==== EXCERPTED DATA
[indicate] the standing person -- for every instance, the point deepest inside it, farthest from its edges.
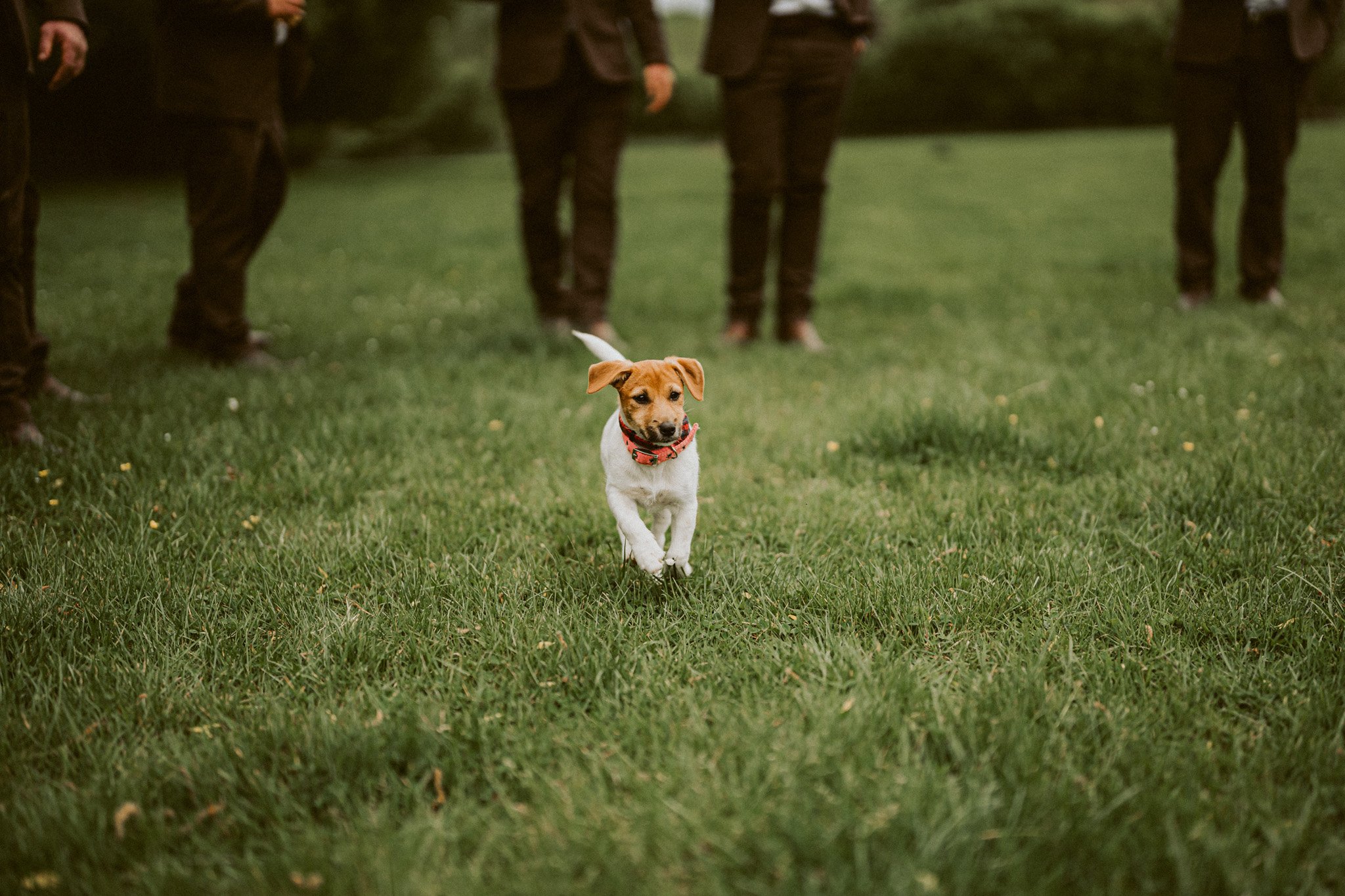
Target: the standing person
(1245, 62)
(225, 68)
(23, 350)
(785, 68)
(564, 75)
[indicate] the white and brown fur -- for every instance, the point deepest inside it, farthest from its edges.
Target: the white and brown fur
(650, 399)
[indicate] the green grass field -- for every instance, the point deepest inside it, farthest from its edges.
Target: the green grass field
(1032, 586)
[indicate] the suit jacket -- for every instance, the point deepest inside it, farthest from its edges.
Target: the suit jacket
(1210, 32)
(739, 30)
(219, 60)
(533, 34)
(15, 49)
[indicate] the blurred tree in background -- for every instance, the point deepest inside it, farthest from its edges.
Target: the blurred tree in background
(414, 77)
========
TRY IT:
Instructions for the listing above: set down every entry exactly and drop any image.

ANSWER SECTION:
[indicate] the standing person -- for every instance, the point deepest inside it, farthest from its edges.
Target: the standing person
(1245, 62)
(225, 68)
(23, 350)
(785, 68)
(564, 75)
[indicate] the white and brown fur -- for every instance, the point deepest inside it, farthest from its edges.
Target: the white and brown fur
(650, 399)
[indicate] the green grass field -- for every instance, the point deepest inside it, farthest from its edges.
Target: the green grass field
(1032, 586)
[indicate] the suit jacket -- for every instance, the point deepest inside it, farthest from its edges.
Target: the suit jacket
(1210, 32)
(739, 30)
(219, 60)
(533, 34)
(15, 49)
[indicate] the blurred tree in background -- for every instance, the point deepest inside it, farthest from its edges.
Target: the blurred tree in background
(414, 77)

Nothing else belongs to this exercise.